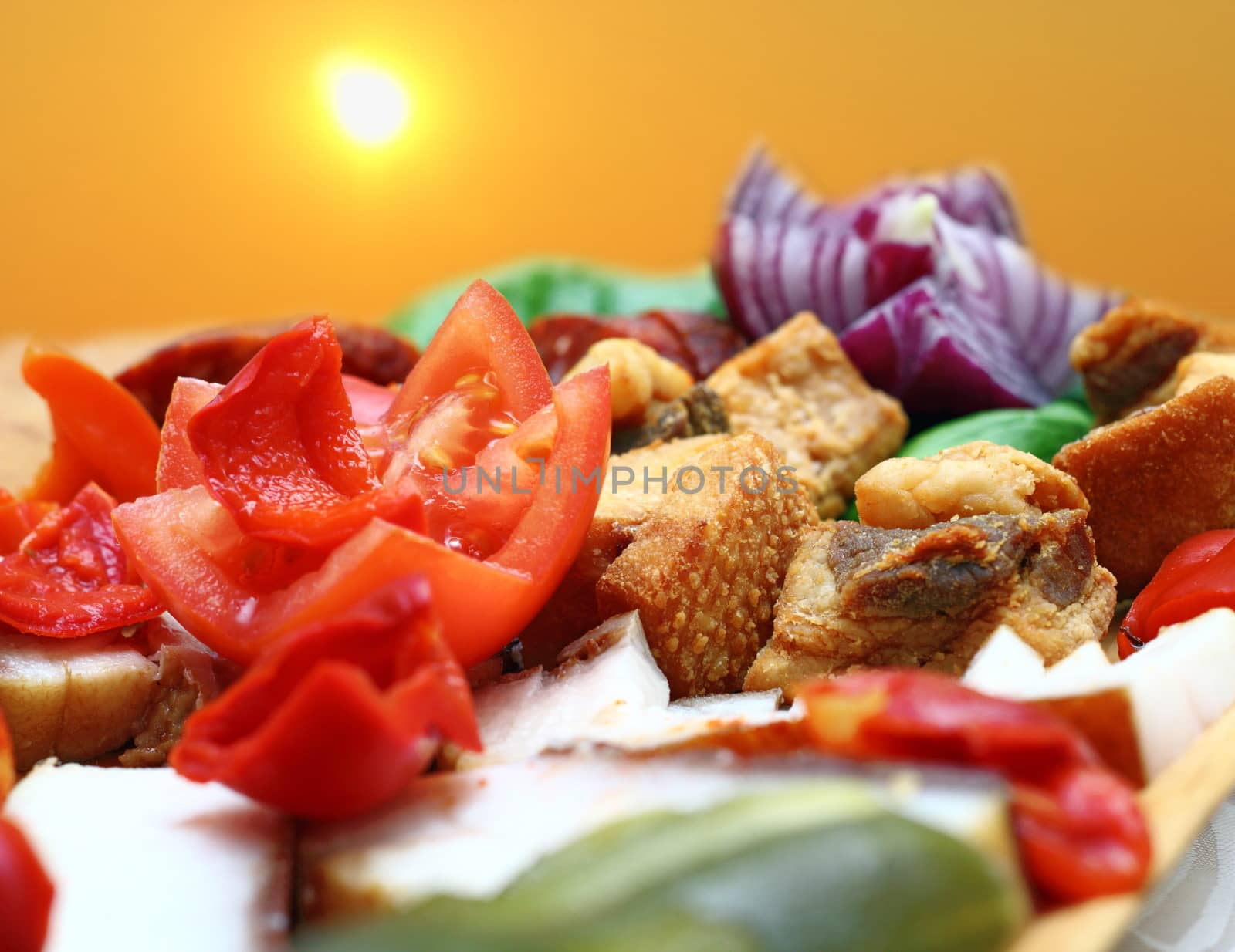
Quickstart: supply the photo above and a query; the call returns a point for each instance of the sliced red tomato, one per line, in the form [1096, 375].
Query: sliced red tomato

::::

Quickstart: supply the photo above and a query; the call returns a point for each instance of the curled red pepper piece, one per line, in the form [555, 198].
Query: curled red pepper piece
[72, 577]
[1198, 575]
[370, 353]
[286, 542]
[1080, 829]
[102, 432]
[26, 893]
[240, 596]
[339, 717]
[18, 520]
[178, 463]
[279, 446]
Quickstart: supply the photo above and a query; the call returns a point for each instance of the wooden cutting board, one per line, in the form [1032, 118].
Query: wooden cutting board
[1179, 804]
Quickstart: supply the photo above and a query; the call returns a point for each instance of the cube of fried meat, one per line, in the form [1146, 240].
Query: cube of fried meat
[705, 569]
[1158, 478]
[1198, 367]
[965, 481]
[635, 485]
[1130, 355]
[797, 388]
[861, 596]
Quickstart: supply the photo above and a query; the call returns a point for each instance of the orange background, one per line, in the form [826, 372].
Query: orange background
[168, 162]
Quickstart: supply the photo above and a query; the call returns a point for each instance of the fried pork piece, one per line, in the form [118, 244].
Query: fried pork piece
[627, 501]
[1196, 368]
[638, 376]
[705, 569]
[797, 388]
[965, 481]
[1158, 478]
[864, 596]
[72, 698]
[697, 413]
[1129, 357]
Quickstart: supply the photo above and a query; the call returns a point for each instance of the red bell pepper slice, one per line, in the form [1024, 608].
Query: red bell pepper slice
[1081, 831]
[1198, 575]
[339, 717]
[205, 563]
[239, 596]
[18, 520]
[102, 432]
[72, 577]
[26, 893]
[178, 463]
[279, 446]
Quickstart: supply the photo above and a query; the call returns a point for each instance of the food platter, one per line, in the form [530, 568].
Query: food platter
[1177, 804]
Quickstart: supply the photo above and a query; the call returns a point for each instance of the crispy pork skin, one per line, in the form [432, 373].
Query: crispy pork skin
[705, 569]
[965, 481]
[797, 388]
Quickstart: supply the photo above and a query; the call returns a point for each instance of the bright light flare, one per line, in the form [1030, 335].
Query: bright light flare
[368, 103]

::::

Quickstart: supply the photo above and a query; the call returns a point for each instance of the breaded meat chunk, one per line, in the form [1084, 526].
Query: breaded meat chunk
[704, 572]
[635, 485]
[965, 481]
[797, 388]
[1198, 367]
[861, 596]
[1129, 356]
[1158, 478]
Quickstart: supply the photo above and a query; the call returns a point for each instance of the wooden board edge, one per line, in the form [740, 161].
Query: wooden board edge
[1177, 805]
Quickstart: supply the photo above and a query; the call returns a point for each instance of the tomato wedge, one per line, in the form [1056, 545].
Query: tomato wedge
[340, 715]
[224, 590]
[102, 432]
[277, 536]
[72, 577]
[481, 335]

::::

Reproduce the lines from the one containing "form [1096, 375]." through the one containing "Query: sliced red tomato", substituting "tomato slice" for "sliced red tomato" and leaving everything else unchanged.

[FULL OUTPUT]:
Quickstart: supply the photo above and a query; the call returns a point for each instance of the tomato slice, one per line, in the form [1096, 375].
Query: tomato slice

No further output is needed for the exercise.